Exercise brief →
Swap "Put down" for "Place" in the listing lines starting with the line that contains "Can you see the white tabletop?" and going on through the end of the listing, changing nothing else.

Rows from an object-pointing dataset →
--------------------------------------------------
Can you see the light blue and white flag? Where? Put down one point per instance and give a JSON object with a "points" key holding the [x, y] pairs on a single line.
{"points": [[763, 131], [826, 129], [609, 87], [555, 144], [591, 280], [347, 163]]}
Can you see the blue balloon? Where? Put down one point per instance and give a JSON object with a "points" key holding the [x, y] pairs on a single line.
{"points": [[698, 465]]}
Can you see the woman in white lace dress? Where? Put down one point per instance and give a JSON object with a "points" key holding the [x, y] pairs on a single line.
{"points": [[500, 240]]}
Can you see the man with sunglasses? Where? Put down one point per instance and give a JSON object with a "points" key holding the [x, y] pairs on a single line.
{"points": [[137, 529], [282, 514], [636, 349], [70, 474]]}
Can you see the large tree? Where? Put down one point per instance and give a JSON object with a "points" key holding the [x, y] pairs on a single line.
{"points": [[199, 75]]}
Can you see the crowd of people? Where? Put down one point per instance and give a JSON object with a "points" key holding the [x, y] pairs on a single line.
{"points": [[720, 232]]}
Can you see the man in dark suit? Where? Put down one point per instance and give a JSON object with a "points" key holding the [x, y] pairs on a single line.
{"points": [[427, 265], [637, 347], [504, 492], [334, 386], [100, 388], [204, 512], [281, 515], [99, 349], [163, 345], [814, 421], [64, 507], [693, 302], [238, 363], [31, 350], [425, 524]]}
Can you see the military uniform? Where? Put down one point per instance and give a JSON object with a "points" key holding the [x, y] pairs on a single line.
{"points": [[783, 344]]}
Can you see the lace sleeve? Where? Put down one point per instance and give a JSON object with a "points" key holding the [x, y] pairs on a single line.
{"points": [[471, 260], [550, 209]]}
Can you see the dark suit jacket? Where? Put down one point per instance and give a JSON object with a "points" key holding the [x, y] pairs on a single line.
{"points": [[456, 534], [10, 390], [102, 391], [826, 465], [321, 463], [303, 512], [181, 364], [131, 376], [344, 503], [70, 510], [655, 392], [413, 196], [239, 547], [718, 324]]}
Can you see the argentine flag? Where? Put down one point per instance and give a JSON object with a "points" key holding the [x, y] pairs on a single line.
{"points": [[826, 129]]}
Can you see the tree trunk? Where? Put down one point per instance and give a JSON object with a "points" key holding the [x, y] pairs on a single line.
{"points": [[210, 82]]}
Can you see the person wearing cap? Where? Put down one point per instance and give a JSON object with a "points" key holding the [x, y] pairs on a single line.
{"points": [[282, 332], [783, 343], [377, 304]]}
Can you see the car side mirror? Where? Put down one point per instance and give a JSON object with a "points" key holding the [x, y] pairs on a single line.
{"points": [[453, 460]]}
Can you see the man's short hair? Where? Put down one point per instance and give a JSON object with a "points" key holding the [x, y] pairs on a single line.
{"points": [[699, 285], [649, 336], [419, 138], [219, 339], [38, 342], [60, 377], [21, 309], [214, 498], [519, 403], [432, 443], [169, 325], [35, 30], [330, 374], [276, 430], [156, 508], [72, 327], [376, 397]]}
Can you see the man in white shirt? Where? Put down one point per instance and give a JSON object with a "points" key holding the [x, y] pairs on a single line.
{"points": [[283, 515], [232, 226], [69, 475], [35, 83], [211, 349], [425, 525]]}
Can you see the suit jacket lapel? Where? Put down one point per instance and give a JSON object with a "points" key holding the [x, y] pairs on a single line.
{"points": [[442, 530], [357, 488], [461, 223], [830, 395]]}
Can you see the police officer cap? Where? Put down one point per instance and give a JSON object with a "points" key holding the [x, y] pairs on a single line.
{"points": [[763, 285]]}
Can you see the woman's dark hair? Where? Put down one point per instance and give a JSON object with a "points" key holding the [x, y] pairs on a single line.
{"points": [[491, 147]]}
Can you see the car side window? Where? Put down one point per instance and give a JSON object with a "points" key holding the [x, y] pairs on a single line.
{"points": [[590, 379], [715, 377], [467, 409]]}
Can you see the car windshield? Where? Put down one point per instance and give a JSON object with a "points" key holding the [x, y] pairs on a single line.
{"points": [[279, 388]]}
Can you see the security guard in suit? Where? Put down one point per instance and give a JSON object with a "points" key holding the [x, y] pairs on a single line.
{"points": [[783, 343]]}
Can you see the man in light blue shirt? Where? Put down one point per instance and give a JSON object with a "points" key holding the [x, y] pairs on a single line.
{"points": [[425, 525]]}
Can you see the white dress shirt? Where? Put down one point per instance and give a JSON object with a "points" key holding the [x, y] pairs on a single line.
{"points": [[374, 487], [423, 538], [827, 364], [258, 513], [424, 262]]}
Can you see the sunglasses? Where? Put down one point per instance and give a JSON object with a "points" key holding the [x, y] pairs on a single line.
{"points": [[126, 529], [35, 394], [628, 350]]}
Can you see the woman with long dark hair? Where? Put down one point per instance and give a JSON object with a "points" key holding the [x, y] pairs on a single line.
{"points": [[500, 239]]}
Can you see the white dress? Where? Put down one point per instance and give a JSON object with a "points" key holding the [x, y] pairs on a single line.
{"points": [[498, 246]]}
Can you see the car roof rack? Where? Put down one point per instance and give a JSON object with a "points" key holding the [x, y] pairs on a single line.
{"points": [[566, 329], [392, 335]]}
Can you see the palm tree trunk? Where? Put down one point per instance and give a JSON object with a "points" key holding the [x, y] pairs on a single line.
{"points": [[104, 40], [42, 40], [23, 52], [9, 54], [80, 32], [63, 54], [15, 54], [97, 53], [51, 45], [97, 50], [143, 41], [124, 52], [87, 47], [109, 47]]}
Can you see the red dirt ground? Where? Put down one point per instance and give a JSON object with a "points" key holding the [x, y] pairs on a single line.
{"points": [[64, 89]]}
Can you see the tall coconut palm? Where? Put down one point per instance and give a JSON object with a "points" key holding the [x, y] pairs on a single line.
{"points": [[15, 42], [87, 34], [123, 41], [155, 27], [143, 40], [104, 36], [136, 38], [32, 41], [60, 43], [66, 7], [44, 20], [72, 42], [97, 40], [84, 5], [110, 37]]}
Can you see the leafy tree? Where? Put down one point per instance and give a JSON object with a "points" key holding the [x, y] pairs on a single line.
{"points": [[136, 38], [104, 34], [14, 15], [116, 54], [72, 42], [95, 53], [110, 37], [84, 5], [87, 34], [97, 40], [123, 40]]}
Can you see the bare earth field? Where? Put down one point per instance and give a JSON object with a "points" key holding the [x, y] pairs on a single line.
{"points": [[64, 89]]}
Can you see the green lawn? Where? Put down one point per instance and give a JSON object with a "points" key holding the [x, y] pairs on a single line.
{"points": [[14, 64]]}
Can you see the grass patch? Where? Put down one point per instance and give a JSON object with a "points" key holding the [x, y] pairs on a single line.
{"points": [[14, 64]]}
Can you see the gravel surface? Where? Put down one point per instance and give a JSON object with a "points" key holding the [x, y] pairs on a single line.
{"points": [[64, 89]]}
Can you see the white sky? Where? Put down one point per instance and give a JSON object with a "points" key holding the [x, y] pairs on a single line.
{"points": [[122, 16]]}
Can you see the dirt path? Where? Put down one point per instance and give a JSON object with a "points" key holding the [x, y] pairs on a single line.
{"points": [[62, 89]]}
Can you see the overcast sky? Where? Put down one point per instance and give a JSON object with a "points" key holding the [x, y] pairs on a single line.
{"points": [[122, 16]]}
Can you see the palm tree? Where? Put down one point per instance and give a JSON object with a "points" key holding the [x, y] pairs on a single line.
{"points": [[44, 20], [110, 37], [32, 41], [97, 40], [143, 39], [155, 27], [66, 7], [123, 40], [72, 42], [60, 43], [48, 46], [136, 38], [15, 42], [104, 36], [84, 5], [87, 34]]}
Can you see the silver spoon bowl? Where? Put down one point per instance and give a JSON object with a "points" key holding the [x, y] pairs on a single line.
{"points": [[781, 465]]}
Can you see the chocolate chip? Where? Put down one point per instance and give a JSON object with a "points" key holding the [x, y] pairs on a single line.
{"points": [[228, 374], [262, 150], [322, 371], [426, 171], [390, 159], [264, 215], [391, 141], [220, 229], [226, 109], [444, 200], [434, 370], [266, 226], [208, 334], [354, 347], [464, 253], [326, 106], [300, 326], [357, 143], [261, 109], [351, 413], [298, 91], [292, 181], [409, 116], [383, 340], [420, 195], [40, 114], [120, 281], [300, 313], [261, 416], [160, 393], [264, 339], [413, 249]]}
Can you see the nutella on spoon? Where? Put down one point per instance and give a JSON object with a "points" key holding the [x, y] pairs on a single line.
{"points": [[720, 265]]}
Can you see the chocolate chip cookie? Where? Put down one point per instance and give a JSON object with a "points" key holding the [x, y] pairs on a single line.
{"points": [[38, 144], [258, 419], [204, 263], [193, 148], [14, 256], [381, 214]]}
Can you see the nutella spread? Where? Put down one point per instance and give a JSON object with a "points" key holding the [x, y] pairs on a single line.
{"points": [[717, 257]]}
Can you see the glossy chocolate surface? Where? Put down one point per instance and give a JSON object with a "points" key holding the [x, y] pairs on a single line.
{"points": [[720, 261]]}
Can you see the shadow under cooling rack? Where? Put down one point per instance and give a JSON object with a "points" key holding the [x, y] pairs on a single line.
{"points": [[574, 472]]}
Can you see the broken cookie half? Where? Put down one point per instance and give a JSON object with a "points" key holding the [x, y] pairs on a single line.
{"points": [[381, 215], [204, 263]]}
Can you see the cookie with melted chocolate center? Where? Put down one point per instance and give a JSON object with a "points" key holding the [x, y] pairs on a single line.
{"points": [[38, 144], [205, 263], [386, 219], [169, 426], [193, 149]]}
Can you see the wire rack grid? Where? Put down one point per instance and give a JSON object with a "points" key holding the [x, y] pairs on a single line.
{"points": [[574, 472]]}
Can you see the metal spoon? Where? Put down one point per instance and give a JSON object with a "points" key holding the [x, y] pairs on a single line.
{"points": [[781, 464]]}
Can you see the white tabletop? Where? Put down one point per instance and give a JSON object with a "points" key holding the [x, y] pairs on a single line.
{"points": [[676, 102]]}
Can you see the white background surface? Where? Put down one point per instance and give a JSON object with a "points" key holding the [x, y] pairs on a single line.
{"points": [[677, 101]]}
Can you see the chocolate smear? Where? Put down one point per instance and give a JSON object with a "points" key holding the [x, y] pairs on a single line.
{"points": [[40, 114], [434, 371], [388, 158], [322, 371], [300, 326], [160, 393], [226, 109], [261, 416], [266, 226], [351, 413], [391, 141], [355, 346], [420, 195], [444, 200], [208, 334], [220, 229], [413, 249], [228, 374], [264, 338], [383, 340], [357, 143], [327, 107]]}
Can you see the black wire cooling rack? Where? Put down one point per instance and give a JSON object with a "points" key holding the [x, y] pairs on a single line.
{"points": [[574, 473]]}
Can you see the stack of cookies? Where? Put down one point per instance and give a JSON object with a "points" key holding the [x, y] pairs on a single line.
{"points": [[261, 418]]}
--------------------------------------------------
The output →
Can you see the white tabletop? Where? Place one point per instance and give a JSON object with a "points" key holding the [x, y] pairs on a single line.
{"points": [[676, 102]]}
Can you see the white background surface? Where? Place one point per instance and give a JSON object with a "points" key holding the [x, y] pairs on a single line.
{"points": [[677, 101]]}
Can you see the chocolate smear? Where? Place one point per instance and give a JSON object with a "points" key holding the [x, y] pairs on a single line.
{"points": [[40, 114], [434, 371], [388, 158], [322, 371], [300, 326], [160, 393], [226, 109], [261, 416], [266, 226], [351, 413], [391, 141], [355, 346], [420, 195], [444, 200], [208, 334], [220, 229], [413, 249], [228, 374], [264, 338], [383, 340], [357, 143], [327, 107]]}
Can you see the black wire cooling rack? Where? Place one point per instance and give a JSON object with a "points" key holding the [x, y] pairs on a single line.
{"points": [[574, 473]]}
Can you see the stack of cookies? Where? Place one point per instance and give a JSON object with a "points" key holding the [x, y] pairs on a single line.
{"points": [[261, 418]]}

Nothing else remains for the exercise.